● Exercise data
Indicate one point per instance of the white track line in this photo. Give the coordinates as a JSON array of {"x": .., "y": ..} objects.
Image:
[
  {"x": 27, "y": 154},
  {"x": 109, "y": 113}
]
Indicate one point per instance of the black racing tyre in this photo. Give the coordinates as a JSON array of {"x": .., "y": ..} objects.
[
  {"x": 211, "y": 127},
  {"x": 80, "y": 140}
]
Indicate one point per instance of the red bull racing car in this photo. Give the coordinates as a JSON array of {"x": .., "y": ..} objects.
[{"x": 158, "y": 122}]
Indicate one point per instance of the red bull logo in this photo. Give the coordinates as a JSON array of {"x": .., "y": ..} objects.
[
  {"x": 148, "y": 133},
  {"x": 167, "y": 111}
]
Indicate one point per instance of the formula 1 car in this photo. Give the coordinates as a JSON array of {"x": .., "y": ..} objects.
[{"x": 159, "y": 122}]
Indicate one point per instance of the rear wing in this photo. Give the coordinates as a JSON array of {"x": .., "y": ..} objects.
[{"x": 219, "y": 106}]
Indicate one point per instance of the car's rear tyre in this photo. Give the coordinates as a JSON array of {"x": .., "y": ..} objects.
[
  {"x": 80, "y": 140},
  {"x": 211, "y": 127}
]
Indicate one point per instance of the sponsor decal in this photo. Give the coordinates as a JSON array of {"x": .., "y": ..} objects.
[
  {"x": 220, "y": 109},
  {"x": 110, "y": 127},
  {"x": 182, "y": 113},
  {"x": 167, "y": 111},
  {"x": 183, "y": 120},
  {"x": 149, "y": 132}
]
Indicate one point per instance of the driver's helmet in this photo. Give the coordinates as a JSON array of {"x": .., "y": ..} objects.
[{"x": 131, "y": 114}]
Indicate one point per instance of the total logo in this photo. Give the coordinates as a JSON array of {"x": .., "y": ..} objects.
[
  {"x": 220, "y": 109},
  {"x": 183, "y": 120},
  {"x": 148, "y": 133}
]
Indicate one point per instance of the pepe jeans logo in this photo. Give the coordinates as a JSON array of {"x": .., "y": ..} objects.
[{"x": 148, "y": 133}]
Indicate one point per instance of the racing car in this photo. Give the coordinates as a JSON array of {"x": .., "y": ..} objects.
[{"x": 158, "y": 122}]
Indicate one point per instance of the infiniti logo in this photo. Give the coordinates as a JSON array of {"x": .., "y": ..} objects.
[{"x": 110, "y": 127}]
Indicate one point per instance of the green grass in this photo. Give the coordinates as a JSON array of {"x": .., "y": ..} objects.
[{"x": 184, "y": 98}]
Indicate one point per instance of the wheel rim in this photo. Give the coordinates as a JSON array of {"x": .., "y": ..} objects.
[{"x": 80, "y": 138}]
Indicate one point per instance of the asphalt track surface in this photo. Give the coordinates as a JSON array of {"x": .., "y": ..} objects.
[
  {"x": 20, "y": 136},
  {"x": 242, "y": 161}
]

● Task description
Transcribe every record above exactly as it appears.

● Completed task
Indicate one point per instance of the white track line in this photo. Give the coordinates as a JSON array of {"x": .., "y": ..} objects.
Image:
[
  {"x": 27, "y": 154},
  {"x": 109, "y": 113}
]
Indicate one point per instance of the black racing tyre in this photo. Give the coordinates as a JSON array of {"x": .., "y": ..} objects.
[
  {"x": 211, "y": 127},
  {"x": 80, "y": 140}
]
Indicate one point per instance of the red bull racing car in this photo. Give the coordinates as a JSON array of {"x": .., "y": ..} objects.
[{"x": 158, "y": 122}]
Indicate one point per instance of the red bull logo in this photo. Give the coordinates as a JSON array of {"x": .., "y": ..} objects.
[
  {"x": 148, "y": 133},
  {"x": 167, "y": 111}
]
Indicate one point per instance of the formula 1 car in this photo. Give the coordinates as a JSON array of {"x": .., "y": ..} objects.
[{"x": 159, "y": 122}]
Indicate one point per instance of the rear wing in this photo. Give the coordinates as a JSON array of {"x": .., "y": ..} objects.
[{"x": 219, "y": 106}]
Indicate one point per instance of the car's rear tyre in this photo. Give the coordinates as a JSON array of {"x": .., "y": ..} objects.
[
  {"x": 80, "y": 140},
  {"x": 211, "y": 127}
]
Indicate one point per instance of the sponsor decal in this photo. Give the coordinates as a JSON array of {"x": .., "y": ..} objects.
[
  {"x": 220, "y": 109},
  {"x": 110, "y": 127},
  {"x": 182, "y": 113},
  {"x": 167, "y": 111},
  {"x": 183, "y": 120},
  {"x": 149, "y": 132}
]
Indicate one point per instance of the driver's helmet in this photo. Give the coordinates as a JSON array of {"x": .., "y": ..} objects.
[{"x": 131, "y": 114}]
Indicate one point per instance of the total logo in this photo. Give the coordinates as a JSON array of {"x": .., "y": ..} objects.
[
  {"x": 220, "y": 109},
  {"x": 183, "y": 120},
  {"x": 148, "y": 133}
]
Indicate one point per instance of the pepe jeans logo in this photo. Give the coordinates as a JSON array of {"x": .., "y": ..} objects.
[{"x": 148, "y": 133}]
Indicate one point per instance of the racing car in this photo. Give the coordinates as a JSON array of {"x": .., "y": ..} objects.
[{"x": 158, "y": 122}]
Indicate one point per instance of the infiniti logo in this photo. Give the coordinates as a JSON array of {"x": .., "y": ..} objects.
[{"x": 110, "y": 127}]
Indicate one point per instance of the green grass in this photo. Give the coordinates as a JSON array of {"x": .., "y": ..} objects.
[{"x": 184, "y": 98}]
Indicate one point per instance of the wheel rim in this photo. Give the coordinates as a JSON array of {"x": .., "y": ..} objects.
[{"x": 80, "y": 138}]
Indicate one point per instance of the asphalt track surface in this photo. Give the coordinates as a JSON array of {"x": .., "y": ..} objects.
[
  {"x": 20, "y": 136},
  {"x": 242, "y": 161}
]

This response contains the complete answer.